+++ The data +++

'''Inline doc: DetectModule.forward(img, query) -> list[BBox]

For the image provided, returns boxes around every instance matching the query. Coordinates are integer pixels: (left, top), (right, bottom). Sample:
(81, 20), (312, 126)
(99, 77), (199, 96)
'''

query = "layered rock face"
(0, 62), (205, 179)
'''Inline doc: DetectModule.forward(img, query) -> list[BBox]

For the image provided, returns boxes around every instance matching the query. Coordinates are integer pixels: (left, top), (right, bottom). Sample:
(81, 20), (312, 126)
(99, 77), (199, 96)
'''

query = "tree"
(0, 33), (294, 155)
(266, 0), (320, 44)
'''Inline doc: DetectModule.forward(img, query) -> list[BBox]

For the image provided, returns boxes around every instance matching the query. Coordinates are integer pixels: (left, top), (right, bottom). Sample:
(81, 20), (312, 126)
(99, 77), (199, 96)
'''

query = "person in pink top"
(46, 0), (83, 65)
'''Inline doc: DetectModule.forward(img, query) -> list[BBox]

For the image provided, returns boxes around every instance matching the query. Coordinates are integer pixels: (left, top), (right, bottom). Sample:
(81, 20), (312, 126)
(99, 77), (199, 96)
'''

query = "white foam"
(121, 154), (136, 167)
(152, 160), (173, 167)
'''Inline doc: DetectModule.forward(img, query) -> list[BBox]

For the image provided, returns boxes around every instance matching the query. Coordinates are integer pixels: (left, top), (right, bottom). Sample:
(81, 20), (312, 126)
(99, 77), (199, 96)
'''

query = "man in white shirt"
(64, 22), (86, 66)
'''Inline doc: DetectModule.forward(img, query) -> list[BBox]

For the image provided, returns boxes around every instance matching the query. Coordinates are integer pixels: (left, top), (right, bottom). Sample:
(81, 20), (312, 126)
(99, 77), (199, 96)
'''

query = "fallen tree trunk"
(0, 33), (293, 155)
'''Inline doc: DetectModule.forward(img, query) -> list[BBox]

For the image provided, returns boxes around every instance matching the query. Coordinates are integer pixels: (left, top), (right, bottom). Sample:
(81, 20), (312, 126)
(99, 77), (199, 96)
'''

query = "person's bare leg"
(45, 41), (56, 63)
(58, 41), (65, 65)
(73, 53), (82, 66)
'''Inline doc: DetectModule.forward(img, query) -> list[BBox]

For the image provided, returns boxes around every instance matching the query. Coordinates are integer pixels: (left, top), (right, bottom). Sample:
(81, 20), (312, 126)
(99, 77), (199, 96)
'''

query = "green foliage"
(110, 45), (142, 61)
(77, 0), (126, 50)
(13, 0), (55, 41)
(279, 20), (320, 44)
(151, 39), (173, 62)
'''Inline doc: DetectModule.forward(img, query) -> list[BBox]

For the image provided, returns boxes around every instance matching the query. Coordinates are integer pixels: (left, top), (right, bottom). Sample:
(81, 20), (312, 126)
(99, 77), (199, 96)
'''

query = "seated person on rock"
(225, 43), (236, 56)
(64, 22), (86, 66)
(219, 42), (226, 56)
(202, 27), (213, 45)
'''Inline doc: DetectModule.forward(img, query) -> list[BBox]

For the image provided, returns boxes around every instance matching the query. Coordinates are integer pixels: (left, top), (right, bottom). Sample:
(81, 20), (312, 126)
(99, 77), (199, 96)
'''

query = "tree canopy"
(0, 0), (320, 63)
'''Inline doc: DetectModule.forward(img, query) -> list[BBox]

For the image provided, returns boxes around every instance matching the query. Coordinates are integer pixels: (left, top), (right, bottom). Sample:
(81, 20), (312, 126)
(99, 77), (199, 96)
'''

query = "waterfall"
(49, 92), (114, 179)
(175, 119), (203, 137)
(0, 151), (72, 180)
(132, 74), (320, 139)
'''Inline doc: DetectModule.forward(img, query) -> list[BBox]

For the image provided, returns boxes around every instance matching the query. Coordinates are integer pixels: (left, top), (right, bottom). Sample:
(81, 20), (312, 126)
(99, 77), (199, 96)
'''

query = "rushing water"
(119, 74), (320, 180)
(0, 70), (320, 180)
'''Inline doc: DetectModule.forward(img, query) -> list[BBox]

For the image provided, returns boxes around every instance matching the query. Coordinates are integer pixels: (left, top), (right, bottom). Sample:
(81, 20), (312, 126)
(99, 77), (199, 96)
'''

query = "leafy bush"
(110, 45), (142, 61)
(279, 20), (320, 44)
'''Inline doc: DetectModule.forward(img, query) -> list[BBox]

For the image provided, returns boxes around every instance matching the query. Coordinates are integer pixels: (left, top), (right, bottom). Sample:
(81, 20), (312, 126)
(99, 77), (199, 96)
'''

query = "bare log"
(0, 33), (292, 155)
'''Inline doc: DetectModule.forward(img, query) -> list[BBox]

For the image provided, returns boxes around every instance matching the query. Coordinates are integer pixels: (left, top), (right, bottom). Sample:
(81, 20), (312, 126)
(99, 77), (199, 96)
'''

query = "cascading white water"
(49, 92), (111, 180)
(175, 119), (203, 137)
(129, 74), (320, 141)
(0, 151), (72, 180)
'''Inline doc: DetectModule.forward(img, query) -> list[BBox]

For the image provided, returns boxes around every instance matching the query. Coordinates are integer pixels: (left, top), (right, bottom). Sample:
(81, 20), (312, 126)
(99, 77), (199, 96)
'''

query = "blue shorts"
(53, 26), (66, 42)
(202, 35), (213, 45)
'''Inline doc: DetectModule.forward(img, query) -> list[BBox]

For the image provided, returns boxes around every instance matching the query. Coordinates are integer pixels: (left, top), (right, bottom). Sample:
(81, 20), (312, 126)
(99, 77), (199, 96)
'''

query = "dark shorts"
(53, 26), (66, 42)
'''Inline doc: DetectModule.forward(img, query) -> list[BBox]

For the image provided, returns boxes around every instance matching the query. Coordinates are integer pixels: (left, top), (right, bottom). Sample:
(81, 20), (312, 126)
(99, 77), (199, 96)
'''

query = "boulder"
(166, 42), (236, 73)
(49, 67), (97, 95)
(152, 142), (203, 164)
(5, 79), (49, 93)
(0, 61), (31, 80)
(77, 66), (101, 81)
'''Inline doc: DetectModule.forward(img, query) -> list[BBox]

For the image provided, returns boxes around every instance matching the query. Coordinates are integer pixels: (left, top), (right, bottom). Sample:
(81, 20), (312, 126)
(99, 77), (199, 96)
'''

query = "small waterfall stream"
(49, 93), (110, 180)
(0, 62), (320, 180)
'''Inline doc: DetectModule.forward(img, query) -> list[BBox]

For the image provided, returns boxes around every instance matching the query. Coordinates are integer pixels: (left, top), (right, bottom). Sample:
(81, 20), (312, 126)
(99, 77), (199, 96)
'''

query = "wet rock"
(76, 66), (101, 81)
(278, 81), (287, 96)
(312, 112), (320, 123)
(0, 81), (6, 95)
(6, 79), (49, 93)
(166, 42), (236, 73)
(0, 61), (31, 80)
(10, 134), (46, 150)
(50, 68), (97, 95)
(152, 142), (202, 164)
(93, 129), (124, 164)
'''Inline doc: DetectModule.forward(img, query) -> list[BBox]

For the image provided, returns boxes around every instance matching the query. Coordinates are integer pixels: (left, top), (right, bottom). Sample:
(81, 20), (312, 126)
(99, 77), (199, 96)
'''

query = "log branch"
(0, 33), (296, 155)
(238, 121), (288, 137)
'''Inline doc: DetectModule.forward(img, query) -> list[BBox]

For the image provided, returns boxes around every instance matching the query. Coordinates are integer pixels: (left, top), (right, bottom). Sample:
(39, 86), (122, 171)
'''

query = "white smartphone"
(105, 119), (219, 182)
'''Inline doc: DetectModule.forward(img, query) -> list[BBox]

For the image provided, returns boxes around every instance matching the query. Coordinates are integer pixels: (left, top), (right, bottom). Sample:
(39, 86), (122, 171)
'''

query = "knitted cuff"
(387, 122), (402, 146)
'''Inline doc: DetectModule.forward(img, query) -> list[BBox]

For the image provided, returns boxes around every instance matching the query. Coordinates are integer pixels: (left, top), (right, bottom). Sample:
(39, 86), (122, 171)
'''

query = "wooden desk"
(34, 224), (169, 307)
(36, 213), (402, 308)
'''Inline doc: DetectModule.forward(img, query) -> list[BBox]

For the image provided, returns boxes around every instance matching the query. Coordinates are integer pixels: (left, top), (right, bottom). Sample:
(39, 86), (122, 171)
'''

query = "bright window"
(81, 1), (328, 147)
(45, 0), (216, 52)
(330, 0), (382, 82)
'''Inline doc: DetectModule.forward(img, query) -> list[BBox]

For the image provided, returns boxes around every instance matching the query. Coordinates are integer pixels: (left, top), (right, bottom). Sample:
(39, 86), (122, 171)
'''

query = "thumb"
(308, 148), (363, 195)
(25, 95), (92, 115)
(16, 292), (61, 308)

+++

◆ To do: Which lines of the records above contain the string "rock"? Copy each of those lines in full, and treat uppercase and lowercase letters as distinct.

◆ Response below:
query = "layered rock face"
query = "seated person on rock"
query = "wet rock"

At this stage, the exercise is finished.